■ Data rows:
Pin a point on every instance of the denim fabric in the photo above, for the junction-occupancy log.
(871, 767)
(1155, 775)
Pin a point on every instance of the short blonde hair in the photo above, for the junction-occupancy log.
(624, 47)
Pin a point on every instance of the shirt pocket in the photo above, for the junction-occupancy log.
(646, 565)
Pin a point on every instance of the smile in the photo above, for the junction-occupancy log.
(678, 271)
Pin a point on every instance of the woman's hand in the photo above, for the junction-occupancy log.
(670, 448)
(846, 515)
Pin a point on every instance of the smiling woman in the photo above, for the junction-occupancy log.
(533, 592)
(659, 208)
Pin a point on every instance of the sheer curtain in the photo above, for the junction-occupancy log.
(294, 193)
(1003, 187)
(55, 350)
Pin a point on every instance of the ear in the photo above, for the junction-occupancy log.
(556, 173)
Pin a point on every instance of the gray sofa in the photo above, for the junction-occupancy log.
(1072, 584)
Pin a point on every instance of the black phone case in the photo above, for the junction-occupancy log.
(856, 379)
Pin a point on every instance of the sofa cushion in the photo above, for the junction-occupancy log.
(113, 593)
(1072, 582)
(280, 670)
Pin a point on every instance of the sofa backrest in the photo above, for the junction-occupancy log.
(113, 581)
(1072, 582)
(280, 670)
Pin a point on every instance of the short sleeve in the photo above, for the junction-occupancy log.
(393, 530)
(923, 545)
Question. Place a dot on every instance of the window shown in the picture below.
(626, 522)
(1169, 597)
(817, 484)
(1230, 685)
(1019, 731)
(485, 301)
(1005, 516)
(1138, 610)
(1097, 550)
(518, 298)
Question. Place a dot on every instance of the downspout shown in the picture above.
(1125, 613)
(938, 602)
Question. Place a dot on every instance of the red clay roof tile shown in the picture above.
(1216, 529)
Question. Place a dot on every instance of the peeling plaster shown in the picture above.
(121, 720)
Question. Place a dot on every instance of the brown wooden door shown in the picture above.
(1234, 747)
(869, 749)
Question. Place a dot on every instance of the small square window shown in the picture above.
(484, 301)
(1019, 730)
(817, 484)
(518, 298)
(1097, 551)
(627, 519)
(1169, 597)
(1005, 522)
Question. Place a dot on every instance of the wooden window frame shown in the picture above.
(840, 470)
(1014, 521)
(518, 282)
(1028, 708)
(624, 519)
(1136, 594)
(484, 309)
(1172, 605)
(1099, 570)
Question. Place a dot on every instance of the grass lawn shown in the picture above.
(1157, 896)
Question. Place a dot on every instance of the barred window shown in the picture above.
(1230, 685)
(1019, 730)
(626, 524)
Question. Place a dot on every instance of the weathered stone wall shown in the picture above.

■ Task requirements:
Copy out the whole listing, exactly as written.

■ Correct answer:
Pin a point on every instance of the denim fabric in the photo above, for the junction-occupancy log.
(871, 767)
(1155, 775)
Pin a point on every instance of the short blonde hair in the photo above, for the junction-occupancy log.
(624, 47)
Pin a point on every instance of the shirt pocket in the photo above, for the junction-occupancy log.
(646, 565)
Pin a point on every instance of the smile in the photo above, for the junction-occupancy log.
(678, 271)
Pin a point on every instance of the woman's hand in the photo above, for the junction-occupancy log.
(670, 448)
(846, 515)
Pin a point on every instance of the smiling woman in the photo above, for the junction-occupancy log.
(533, 592)
(659, 208)
Pin a point on every instance of the sheer curtain in the photo above, for the junction-occupancy log.
(294, 193)
(1003, 187)
(55, 350)
Pin a point on every instance of the ear in the photo above, for the junction-occupancy log.
(556, 173)
Pin a point on every instance of the gray sofa in the photo above, for the junction-occupancy log.
(1072, 584)
Pin a point on every instance of the black phone case in the photo above, for the junction-occupancy log.
(856, 379)
Pin a point on every instance of the sofa cushion in the photo above, for the junction-occupancy log.
(113, 593)
(1072, 582)
(280, 670)
Pin a point on every instance of the sofa backrest in the photo above, for the junction-occupancy log.
(113, 581)
(1072, 582)
(280, 670)
Pin a point on every instance of the short sleeve in the photo above, for the junction-occupancy log.
(393, 530)
(923, 545)
Question. Place a dot on every instance of the window shown in the picture below.
(626, 522)
(1169, 597)
(817, 484)
(1230, 685)
(1019, 731)
(485, 301)
(1005, 516)
(1138, 610)
(1097, 550)
(518, 298)
Question. Place a dot on every instance of the downspout shown in the picture above.
(1125, 613)
(938, 602)
Question. Place a dot on every instance of the red clay roof tile shown in the picture above.
(1216, 529)
Question. Place a dot on every instance of the peeling plaster shown in the picture above.
(121, 720)
Question. Place a dot on every instance of the brown wooden door shown in the picture above.
(1234, 747)
(869, 749)
Question. Place a dot on every instance of the small square window shown in the picture above.
(484, 301)
(1019, 730)
(817, 484)
(518, 298)
(1097, 551)
(627, 519)
(1169, 597)
(1005, 522)
Question. Place a dot on every instance of the wooden window frame shown in the picture above.
(840, 470)
(1014, 521)
(518, 282)
(1028, 708)
(624, 519)
(1136, 594)
(484, 309)
(1172, 605)
(1099, 570)
Question. Place a dot on every instance of the grass lawn shown in the picture above.
(1157, 896)
Question. Place a dot on every instance of the barred window shown in the picture above.
(1230, 685)
(1019, 730)
(626, 524)
Question. Place a dot on every instance of the weathered stone wall shown in the picture above.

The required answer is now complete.